Entries taken from a collection:
########
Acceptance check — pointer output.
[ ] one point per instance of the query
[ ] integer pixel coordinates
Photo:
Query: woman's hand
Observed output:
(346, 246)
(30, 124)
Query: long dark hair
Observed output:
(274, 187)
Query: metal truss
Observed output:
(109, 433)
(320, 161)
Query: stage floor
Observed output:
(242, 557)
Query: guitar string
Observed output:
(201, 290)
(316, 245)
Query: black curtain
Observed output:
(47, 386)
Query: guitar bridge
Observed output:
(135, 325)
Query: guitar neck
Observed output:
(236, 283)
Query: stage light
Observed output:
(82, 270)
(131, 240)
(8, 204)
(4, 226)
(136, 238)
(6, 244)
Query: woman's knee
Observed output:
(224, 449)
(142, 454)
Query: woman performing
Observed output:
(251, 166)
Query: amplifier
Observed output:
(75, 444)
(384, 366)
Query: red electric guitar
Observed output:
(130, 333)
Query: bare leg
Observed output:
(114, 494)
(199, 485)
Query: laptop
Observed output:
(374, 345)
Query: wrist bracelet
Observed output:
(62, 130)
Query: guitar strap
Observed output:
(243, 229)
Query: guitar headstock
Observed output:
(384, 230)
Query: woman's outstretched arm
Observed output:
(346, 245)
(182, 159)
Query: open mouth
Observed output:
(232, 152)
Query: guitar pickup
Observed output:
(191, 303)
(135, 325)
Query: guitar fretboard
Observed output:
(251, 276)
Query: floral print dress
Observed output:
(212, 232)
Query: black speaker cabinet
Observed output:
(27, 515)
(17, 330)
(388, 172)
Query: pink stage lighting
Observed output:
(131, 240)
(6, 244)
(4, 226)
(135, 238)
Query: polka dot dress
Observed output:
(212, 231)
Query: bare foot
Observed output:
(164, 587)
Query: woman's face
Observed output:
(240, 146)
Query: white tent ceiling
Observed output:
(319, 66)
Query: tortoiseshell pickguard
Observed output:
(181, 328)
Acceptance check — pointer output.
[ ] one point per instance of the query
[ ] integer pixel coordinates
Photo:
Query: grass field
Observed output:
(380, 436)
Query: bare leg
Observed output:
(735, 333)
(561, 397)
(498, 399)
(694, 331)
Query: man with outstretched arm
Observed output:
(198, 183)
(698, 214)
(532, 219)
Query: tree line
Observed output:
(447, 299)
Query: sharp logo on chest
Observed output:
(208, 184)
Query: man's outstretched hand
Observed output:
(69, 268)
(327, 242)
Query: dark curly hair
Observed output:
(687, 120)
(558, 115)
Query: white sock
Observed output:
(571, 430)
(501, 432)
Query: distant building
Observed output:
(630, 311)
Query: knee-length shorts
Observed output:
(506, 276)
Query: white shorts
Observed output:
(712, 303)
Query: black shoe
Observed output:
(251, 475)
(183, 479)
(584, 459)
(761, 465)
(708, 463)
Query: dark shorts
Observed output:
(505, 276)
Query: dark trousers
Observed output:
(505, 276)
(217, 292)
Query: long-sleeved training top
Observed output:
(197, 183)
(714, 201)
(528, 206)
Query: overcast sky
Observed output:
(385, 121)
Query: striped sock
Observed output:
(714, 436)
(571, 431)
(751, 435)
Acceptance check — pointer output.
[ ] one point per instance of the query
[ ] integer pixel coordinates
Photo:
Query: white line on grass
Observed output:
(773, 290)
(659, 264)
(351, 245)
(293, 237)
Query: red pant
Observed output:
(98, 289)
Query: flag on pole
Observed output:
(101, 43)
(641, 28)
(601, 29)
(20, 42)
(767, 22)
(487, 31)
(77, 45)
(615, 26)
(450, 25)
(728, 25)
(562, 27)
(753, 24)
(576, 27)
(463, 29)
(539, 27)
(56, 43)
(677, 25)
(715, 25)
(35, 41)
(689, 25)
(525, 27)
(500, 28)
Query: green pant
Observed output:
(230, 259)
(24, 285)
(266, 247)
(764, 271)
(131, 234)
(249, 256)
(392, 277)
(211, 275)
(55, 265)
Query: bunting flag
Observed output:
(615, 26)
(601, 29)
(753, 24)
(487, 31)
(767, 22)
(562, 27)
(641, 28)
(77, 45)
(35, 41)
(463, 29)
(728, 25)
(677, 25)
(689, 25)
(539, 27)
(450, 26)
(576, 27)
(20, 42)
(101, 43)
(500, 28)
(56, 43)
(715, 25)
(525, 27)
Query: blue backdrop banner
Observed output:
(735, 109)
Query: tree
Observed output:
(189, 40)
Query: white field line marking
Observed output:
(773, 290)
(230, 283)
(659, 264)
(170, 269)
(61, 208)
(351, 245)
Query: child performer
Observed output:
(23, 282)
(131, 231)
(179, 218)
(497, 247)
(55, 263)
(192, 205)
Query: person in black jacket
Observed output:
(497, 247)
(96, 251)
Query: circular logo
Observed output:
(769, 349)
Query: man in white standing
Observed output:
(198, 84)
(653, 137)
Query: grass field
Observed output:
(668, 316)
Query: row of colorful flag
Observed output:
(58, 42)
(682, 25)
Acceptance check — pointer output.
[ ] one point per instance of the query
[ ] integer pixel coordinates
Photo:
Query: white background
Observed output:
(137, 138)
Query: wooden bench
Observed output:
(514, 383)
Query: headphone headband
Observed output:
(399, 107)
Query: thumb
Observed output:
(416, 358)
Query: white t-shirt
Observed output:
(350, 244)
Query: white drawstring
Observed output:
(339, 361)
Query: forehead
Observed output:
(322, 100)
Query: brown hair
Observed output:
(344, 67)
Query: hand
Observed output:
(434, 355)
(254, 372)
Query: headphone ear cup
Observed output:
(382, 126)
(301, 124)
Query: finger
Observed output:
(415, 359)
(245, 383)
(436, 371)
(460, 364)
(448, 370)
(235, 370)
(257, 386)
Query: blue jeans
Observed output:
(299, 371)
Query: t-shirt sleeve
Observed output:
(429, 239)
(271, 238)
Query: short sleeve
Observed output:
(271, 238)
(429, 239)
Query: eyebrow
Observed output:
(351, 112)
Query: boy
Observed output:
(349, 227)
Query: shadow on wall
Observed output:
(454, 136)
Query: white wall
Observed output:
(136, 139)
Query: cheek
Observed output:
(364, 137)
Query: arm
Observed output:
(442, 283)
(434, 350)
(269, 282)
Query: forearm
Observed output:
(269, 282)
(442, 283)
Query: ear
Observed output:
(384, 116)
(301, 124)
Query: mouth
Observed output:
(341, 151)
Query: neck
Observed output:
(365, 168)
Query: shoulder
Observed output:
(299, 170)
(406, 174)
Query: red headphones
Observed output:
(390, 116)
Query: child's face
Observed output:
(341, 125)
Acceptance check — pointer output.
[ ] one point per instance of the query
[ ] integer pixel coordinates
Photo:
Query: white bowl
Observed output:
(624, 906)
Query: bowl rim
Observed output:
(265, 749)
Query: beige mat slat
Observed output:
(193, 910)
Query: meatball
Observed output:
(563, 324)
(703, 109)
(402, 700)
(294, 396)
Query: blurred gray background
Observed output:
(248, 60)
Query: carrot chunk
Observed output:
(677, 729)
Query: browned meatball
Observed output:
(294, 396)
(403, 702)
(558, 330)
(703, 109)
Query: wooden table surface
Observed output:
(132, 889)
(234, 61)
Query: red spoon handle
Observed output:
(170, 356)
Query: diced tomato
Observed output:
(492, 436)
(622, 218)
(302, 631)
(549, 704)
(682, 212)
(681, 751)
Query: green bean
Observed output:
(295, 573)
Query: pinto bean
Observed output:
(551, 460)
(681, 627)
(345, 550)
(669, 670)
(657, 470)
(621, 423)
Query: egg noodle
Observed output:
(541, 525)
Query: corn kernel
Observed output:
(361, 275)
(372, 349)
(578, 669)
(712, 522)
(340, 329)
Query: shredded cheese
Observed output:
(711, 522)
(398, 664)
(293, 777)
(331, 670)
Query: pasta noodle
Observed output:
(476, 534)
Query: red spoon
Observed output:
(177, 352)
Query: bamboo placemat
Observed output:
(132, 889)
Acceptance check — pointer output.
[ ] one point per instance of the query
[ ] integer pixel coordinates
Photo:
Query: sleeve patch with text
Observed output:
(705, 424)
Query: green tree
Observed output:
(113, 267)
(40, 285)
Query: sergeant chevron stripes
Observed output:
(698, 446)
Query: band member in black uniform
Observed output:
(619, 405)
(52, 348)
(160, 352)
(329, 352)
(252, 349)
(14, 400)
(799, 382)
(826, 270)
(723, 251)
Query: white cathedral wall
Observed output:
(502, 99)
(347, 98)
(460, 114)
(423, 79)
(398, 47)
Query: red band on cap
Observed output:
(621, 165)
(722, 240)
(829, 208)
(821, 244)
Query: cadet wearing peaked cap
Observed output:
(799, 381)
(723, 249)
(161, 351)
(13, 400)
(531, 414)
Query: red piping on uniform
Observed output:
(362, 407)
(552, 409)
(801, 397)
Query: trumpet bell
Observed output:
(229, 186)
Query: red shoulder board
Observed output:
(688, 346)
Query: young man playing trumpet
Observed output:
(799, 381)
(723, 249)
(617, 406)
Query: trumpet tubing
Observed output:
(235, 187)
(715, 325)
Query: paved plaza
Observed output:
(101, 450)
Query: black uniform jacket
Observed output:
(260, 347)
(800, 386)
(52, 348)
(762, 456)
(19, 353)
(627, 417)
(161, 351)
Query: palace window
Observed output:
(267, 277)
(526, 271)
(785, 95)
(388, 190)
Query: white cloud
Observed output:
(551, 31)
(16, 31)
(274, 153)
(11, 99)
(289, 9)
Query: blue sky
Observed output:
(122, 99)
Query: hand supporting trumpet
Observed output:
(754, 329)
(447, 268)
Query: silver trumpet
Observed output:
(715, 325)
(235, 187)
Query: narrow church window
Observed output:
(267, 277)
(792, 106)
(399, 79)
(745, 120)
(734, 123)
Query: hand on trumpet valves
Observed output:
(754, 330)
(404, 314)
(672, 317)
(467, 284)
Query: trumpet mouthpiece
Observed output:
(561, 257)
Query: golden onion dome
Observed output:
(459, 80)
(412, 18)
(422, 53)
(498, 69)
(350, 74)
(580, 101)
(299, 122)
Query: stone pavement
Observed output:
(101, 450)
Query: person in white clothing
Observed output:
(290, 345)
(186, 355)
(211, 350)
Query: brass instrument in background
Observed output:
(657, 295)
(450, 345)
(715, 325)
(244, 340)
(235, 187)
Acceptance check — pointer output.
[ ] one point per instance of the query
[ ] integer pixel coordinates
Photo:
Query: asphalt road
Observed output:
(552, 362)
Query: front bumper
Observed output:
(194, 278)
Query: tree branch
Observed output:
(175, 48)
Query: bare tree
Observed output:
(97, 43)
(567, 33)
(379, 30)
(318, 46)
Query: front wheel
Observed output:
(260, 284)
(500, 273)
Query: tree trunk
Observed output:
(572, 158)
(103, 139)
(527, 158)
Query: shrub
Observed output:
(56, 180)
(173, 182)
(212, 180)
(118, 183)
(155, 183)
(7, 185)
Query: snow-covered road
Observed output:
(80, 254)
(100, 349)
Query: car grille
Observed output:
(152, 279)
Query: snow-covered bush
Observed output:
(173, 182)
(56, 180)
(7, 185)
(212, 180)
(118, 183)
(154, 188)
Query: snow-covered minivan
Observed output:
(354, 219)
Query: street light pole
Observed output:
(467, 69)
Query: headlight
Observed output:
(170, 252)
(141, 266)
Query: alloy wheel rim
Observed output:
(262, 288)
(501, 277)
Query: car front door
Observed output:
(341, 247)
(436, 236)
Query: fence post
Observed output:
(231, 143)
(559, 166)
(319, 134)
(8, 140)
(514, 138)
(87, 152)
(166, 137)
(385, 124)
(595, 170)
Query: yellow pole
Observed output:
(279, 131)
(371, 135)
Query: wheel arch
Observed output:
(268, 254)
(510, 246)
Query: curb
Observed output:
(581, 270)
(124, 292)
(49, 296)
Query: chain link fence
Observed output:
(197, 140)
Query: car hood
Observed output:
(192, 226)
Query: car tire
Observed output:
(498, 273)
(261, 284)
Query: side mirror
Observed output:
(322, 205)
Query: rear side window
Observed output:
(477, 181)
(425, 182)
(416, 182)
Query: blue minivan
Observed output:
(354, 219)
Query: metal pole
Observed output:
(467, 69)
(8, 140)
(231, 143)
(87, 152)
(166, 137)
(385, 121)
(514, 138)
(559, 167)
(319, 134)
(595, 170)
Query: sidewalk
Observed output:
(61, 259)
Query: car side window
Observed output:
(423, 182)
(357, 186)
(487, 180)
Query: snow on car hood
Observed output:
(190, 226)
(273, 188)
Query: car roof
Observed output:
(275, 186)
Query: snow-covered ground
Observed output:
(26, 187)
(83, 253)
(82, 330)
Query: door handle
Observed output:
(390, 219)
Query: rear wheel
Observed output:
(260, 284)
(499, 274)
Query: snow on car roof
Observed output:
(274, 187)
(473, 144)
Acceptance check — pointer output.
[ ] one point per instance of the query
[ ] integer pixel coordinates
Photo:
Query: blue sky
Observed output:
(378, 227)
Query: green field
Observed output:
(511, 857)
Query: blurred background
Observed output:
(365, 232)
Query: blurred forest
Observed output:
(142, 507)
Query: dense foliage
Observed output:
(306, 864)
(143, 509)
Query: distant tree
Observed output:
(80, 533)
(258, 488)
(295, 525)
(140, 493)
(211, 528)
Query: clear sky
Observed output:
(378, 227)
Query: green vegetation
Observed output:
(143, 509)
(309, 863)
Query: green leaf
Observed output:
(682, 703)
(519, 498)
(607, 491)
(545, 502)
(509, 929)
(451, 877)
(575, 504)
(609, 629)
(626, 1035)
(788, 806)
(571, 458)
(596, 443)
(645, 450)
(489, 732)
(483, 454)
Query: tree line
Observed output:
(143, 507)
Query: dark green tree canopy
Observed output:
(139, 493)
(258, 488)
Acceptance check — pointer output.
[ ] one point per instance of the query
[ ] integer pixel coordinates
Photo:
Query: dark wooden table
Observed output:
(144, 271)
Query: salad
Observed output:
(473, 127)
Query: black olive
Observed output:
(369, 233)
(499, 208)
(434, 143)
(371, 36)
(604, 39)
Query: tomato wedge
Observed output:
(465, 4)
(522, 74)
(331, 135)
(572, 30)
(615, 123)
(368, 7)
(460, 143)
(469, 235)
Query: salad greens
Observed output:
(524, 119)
########
#### Directive
Pull out every line of the listing from the one containing "Query: green leaf" through the end of the listing, both ends included, and copy them unchanged.

#### Problem solution
Query: green leaf
Observed output:
(682, 703)
(519, 498)
(607, 491)
(545, 502)
(509, 929)
(451, 877)
(575, 504)
(609, 629)
(626, 1035)
(788, 806)
(571, 458)
(596, 443)
(645, 450)
(489, 732)
(483, 454)
Query: tree line
Observed output:
(143, 507)
Query: dark green tree canopy
Observed output:
(139, 493)
(258, 488)
Acceptance check — pointer output.
[ ] one point per instance of the query
[ ] integer pixel coordinates
Photo:
Query: dark wooden table
Observed output:
(144, 271)
Query: salad
Observed output:
(473, 127)
Query: black olive
Observed output:
(369, 233)
(499, 208)
(434, 143)
(371, 36)
(604, 39)
Query: tomato wedge
Observed output:
(465, 4)
(522, 74)
(331, 135)
(572, 30)
(615, 123)
(368, 7)
(460, 143)
(469, 235)
Query: salad greens
Observed output:
(524, 119)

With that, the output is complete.